**TASK ITEM:** Your answer must consist solely of the line containing "Exercise. Point to the rocky" and each line after it through the end of the data, copied exactly.

[Data entries]
##############################
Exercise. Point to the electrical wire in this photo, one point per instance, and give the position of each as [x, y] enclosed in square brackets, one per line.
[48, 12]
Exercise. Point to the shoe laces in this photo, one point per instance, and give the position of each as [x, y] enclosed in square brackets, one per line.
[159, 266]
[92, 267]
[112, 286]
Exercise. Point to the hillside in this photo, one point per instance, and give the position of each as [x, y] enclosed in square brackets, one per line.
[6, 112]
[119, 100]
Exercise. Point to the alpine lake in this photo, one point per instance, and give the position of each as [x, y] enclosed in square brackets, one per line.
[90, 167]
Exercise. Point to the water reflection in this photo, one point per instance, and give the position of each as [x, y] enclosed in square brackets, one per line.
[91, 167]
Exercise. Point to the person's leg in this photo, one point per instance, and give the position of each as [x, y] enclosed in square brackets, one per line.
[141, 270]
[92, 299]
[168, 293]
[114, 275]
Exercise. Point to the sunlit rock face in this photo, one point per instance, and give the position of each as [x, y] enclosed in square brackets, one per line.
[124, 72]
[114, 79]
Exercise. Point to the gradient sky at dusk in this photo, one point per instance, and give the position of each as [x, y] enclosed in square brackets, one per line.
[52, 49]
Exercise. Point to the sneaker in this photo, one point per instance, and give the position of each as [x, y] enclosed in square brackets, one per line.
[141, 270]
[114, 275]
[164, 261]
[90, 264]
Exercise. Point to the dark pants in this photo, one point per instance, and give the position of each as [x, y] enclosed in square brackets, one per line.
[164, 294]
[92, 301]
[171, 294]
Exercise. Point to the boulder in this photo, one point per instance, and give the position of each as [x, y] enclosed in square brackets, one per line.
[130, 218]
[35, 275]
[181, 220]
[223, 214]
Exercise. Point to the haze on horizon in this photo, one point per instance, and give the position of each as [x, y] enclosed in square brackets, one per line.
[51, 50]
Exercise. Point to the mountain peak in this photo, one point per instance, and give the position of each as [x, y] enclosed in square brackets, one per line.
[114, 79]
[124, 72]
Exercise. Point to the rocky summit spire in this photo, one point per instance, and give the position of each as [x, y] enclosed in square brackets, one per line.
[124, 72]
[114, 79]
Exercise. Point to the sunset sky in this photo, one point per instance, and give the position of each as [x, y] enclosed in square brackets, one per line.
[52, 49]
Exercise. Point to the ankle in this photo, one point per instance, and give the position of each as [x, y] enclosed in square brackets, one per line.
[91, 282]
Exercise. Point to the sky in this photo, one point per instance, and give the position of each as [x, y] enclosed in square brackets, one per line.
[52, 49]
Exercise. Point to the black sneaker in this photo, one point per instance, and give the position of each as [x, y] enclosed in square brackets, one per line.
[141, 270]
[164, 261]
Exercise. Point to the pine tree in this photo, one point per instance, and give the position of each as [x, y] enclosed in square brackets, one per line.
##############################
**OUTPUT OF THE EXERCISE:**
Exercise. Point to the rocky summit spire in this photo, one point per instance, and give the position of each as [x, y] enclosed in square brackets, one per line.
[124, 72]
[114, 79]
Exercise. Point to the sunset sky in this photo, one point per instance, and give the position of each as [x, y] enclosed in square brackets, one per line.
[52, 49]
Exercise. Point to the ankle in this photo, one point per instance, and give the position of each as [x, y] enclosed in square brackets, one per line.
[91, 282]
Exercise. Point to the sky in this photo, one point per instance, and give the position of each as [x, y] enclosed in square brackets, one per line.
[52, 49]
Exercise. Point to the black sneaker in this photo, one point per instance, and give the position of each as [x, y] enclosed in square brackets, one per line.
[141, 270]
[164, 261]
Exercise. Point to the pine tree in this photo, one point per instance, and give the position of each as [x, y] enclosed in square brackets, one per line.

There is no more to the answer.